> _Things to do_
(1) Reproduce part of the shell scripting text word for word, beginning at the words "No, because the" and stopping after the words "that adds up.".
(2) In the shell scripting text, condense the paragraph that opens with "Heh, I only learnt bash in January" into a short bulleted list that keeps its main facts.
(3) According to the shell scripting text, where was the writer told to go to learn bash?

> _Text excerpt_
◇ ◇ ◇
No, because the only time I use == is in ((..)) which is already vastly
different. And for a C coder, ((..)) is easy.
> As to staying compatible, you've already lost as you're just compatible
> with bash.
>
Er OK, but learning bash doesn't mean you can't also learn how to use sh for
the odd occasion when work demands it.
>> The thing is bashisms make my life easier: the code is clearer, and
>> easier to comprehend, write and maintain. While ebuilds aren't full-blown
>> applications, the same principles apply to the script, especially when so
>> few devs have to maintain so many ebuilds. IMO script that takes twice as
>> long to parse and write is a Bad Thing (tm): even if it only adds a
>> minute or two to the average quick fix, across the tree that adds up.
>
> Given how this started off, I would say that bash makes your life overly
> complex, not easier. But of course, that's my opinion.
>
I'm just discussing ease of writing and maintaining script. I don't see how
the context affects this?
>> So given that the Unix world, while still supporting POSIX as a base,
>> also has added other, newer standards, I don't see the benefit in not
>> using them.
>
> I agree, but as I've already demonstrated you don't have to use them
> just because they're there. If you have to tools, functions or whatever
> that do the same job and one is POSIX and one is not, which one would
> you pick? Would you be influenced in any way if the one that is not
> happens to be supplied by a favourite tool of yours, like say bash?
>
Heh, I only learnt bash in January. I've wanted to learn shellscripting for
*years*, and since Gentoo used bash, and I was told freenode #bash was the
place to learn it, I started using IRC for the first time in my life; so
I'm not a long-time bash user. It does form part of my thinking now, I'll
admit, but only because it gave me all the constructs I am used to in C,
and less so than awk, which I have used for much longer. [[ also has things
that make it more familiar to C coders (like && instead of -a, which some
old-time scripters [guess;] find annoying) so it makes sense that it would
allow == to ease the learning curve.
And the point still stands: there has been progress since Posix: many apps
use _GNU_SOURCE for instance, and I for one would be unhappy about a system
where I couldn't use _X_OPEN_SOURCE. So we're not talking about
a "Posix-or-not" choice; Posix is a *base* level, not an aspiration (any
longer.)
◇ ◇ ◇
(Excerpts of location labeling data)
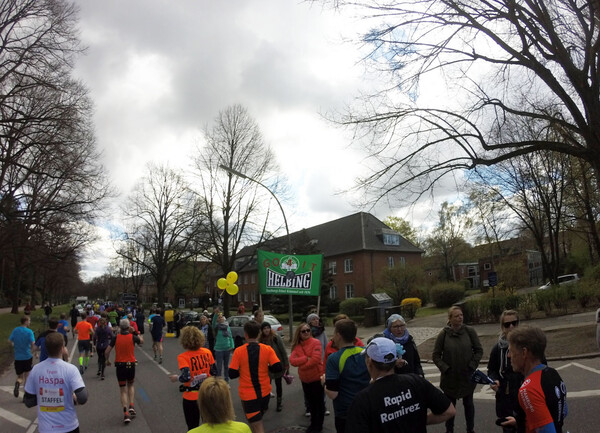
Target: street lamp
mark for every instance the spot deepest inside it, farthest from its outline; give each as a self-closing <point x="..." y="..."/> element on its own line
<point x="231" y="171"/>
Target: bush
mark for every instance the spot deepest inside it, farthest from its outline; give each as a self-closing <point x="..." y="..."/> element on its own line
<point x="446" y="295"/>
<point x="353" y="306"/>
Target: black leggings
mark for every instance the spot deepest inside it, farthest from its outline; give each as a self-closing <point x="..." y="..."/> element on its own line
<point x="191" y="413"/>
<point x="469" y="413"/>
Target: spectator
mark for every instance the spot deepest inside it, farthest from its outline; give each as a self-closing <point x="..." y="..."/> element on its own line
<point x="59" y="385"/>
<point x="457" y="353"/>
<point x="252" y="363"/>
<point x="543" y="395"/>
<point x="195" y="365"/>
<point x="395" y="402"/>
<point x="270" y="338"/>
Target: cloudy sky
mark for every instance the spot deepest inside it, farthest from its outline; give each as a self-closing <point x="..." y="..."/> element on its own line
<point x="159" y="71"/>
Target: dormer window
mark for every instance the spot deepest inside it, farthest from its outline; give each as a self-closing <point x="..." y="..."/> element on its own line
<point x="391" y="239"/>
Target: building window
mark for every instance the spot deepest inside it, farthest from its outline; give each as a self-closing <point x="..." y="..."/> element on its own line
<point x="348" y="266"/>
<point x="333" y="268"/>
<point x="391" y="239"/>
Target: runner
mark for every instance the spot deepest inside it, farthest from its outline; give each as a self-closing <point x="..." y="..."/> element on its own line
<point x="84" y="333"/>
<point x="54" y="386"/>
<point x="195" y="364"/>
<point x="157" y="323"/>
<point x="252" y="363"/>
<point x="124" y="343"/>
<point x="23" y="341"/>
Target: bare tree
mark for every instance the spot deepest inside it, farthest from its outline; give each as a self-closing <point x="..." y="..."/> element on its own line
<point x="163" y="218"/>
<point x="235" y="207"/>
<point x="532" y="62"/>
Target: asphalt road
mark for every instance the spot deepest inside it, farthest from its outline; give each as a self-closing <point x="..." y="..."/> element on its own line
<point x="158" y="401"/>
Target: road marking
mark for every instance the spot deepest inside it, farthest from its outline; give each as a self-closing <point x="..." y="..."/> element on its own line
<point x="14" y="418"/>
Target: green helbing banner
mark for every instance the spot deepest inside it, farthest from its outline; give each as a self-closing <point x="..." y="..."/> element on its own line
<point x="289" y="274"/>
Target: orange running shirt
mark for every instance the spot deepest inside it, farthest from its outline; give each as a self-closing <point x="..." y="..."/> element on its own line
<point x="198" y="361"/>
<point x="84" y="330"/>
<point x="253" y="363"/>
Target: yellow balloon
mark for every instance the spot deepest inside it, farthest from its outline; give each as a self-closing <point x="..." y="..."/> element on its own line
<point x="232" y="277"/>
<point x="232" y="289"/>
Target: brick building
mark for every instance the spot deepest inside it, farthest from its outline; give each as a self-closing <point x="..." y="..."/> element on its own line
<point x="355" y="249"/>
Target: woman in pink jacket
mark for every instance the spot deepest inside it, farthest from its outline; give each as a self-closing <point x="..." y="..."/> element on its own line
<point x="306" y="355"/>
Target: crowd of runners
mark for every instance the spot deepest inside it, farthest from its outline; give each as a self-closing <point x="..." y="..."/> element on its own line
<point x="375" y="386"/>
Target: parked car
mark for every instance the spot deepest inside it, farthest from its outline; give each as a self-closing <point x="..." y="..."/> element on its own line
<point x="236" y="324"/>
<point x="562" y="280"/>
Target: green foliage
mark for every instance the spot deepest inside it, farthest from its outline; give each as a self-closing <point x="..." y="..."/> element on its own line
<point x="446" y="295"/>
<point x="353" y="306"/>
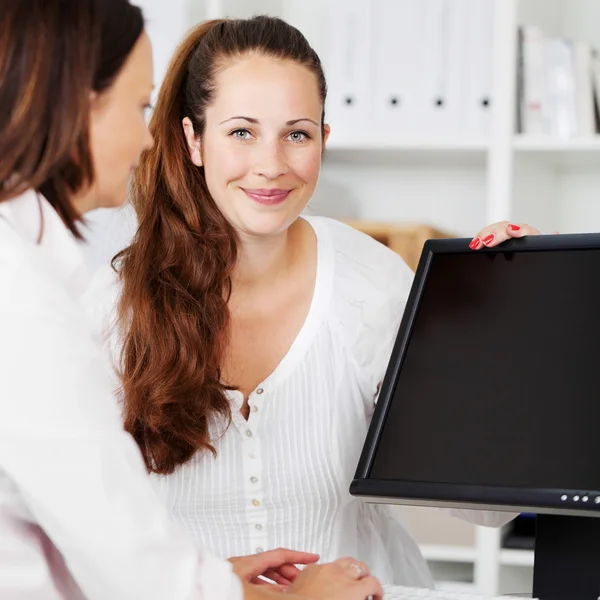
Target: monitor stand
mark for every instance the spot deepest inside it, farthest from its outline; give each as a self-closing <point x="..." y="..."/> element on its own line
◇ ◇ ◇
> _Answers below_
(1)
No, because the only time I use == is in ((..)) which is already vastly
different. And for a C coder, ((..)) is easy.
> As to staying compatible, you've already lost as you're just compatible
> with bash.
>
Er OK, but learning bash doesn't mean you can't also learn how to use sh for
the odd occasion when work demands it.
>> The thing is bashisms make my life easier: the code is clearer, and
>> easier to comprehend, write and maintain. While ebuilds aren't full-blown
>> applications, the same principles apply to the script, especially when so
>> few devs have to maintain so many ebuilds. IMO script that takes twice as
>> long to parse and write is a Bad Thing (tm): even if it only adds a
>> minute or two to the average quick fix, across the tree that adds up.

(2)
- The writer learned bash only in January, after wanting to learn shell scripting for years.
- Gentoo used bash, and the writer was told freenode #bash was the place to learn it, so the writer used IRC for the first time.
- The writer is not a long-time bash user.
- Bash now forms part of the writer's thinking, but only because it offers the constructs familiar from C. Its influence is smaller than that of awk, which the writer has used much longer.
- [[ has features that feel familiar to C coders, such as && instead of -a, which the writer guesses some old-time scripters find annoying.
- So it makes sense that [[ allows == to ease the learning curve.

(3) Freenode #bash.